(Collected data entries)
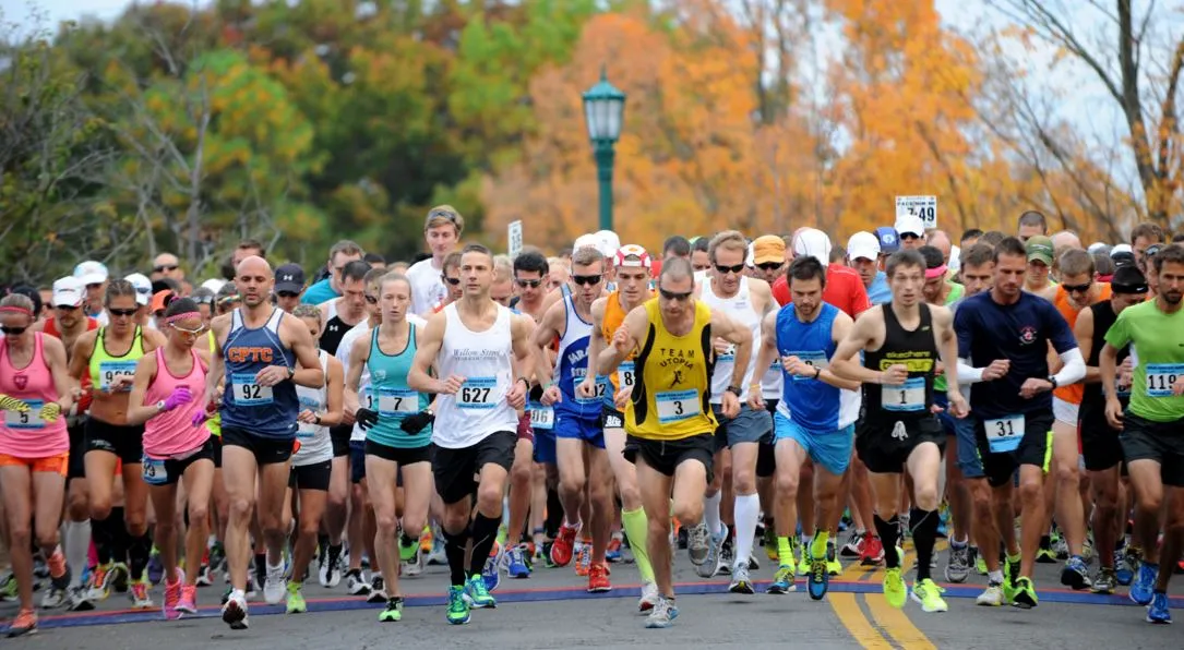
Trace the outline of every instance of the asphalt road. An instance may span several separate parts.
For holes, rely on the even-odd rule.
[[[760,552],[758,549],[758,552]],[[761,558],[764,560],[764,558]],[[944,566],[945,556],[939,559]],[[768,580],[771,562],[753,577]],[[912,565],[912,553],[907,565]],[[84,614],[43,612],[37,635],[6,648],[85,649],[186,648],[284,649],[377,648],[654,648],[738,645],[772,646],[799,643],[825,649],[852,648],[1180,648],[1184,619],[1156,626],[1144,622],[1144,609],[1125,596],[1100,597],[1060,588],[1056,565],[1038,565],[1041,605],[1031,611],[977,607],[973,597],[985,578],[972,575],[965,585],[945,585],[950,612],[926,614],[909,603],[903,610],[888,607],[881,594],[882,573],[848,566],[832,578],[824,601],[812,601],[800,583],[786,596],[726,593],[727,578],[697,578],[680,553],[676,580],[680,617],[668,630],[644,629],[636,613],[636,569],[614,565],[616,588],[588,594],[585,580],[571,568],[540,568],[528,580],[502,580],[495,592],[496,610],[477,610],[465,626],[444,622],[444,567],[429,567],[424,575],[406,579],[407,609],[397,624],[378,623],[379,605],[320,585],[305,587],[309,612],[285,616],[281,606],[251,603],[251,628],[232,631],[221,623],[217,601],[220,587],[199,591],[201,614],[165,622],[159,611],[130,612],[124,596],[114,594],[95,612]],[[938,572],[940,574],[940,569]],[[910,580],[910,578],[909,578]],[[1182,578],[1180,584],[1184,581]],[[764,583],[760,584],[762,591]],[[1054,588],[1057,587],[1057,588]],[[1182,588],[1173,590],[1182,593]],[[39,598],[40,594],[38,594]],[[160,588],[154,590],[160,598]],[[1184,598],[1172,603],[1184,617]],[[14,614],[14,605],[0,604],[0,619]]]

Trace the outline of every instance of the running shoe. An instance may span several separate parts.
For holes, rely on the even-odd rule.
[[[572,555],[575,553],[575,535],[579,532],[578,526],[572,527],[564,523],[559,527],[559,535],[551,545],[551,561],[555,566],[567,566],[572,562]]]
[[[860,564],[863,566],[880,566],[884,561],[884,546],[880,541],[880,535],[867,535],[863,539],[863,553],[860,555]]]
[[[530,577],[530,567],[526,564],[527,553],[528,548],[525,543],[520,543],[506,553],[507,575],[517,580]]]
[[[838,552],[838,554],[843,558],[862,558],[864,538],[867,538],[867,533],[861,533],[858,530],[851,533],[851,536],[847,540],[847,543],[843,545],[843,548]]]
[[[728,539],[728,526],[726,523],[720,524],[723,530],[712,535],[707,545],[707,555],[703,560],[695,567],[695,573],[700,578],[714,578],[716,573],[723,568],[723,541]],[[697,526],[696,526],[697,528]],[[694,529],[691,529],[691,540],[695,539]],[[688,552],[693,553],[694,547],[688,547]],[[694,555],[691,555],[694,558]],[[694,562],[694,560],[691,560]]]
[[[388,598],[386,609],[379,612],[378,619],[380,623],[398,623],[403,620],[403,598],[399,596]]]
[[[176,613],[179,614],[198,613],[198,587],[193,585],[181,586],[181,599],[176,604]]]
[[[1011,597],[1011,606],[1019,607],[1021,610],[1030,610],[1036,605],[1040,605],[1040,599],[1036,598],[1036,587],[1032,586],[1030,578],[1021,577],[1016,580],[1016,593]]]
[[[588,568],[588,593],[610,591],[612,591],[612,583],[609,581],[609,569],[604,565],[592,565]]]
[[[970,546],[950,545],[950,558],[946,561],[946,580],[965,583],[970,577]]]
[[[928,578],[913,583],[913,601],[921,605],[921,611],[926,613],[950,611],[950,606],[941,598],[941,587]]]
[[[983,605],[986,607],[998,607],[1003,605],[1003,585],[1000,583],[991,583],[986,586],[986,591],[978,594],[974,599],[976,605]]]
[[[304,594],[301,593],[302,586],[296,580],[288,583],[288,613],[304,613],[308,611],[308,604],[304,603]]]
[[[8,638],[31,635],[37,631],[37,612],[33,610],[20,610],[12,625],[8,626]]]
[[[484,585],[481,585],[484,587]],[[465,598],[464,585],[452,585],[448,588],[448,622],[452,625],[469,623],[469,600]]]
[[[645,626],[650,629],[665,629],[673,625],[676,618],[678,618],[678,607],[675,606],[674,600],[659,596],[657,604],[650,610],[650,616],[645,617]]]
[[[810,560],[810,579],[806,580],[806,592],[815,600],[822,600],[826,597],[826,590],[830,587],[829,564],[822,558]]]
[[[152,601],[152,594],[148,590],[152,585],[148,584],[148,577],[131,583],[131,609],[133,610],[150,610],[155,607]]]
[[[485,581],[476,573],[470,575],[469,581],[465,583],[464,597],[469,599],[469,605],[475,610],[497,606],[497,600],[494,600],[494,597],[489,596],[489,590],[485,588]]]
[[[780,565],[773,574],[773,581],[768,585],[766,593],[790,593],[797,590],[793,584],[793,565]]]
[[[246,600],[238,596],[231,596],[223,605],[223,622],[230,625],[231,630],[246,630]]]
[[[1131,584],[1131,600],[1137,605],[1150,605],[1154,597],[1156,580],[1159,578],[1159,565],[1139,562],[1139,574]]]
[[[1074,591],[1089,588],[1089,567],[1080,555],[1074,555],[1064,562],[1064,568],[1061,569],[1061,584]]]
[[[1118,588],[1118,578],[1114,577],[1114,569],[1108,567],[1098,567],[1098,573],[1094,574],[1094,579],[1089,581],[1089,591],[1094,593],[1114,593]]]
[[[1147,623],[1167,625],[1172,622],[1172,612],[1167,609],[1167,594],[1157,592],[1147,605]]]
[[[728,584],[728,592],[731,593],[757,593],[752,588],[752,579],[748,578],[748,567],[744,566],[741,562],[736,562],[732,567],[732,583]]]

• GIVEN TASK: Count the lines in the records above that contain the string "several". Give only the number.

• OUTPUT FOR THIS TASK: 2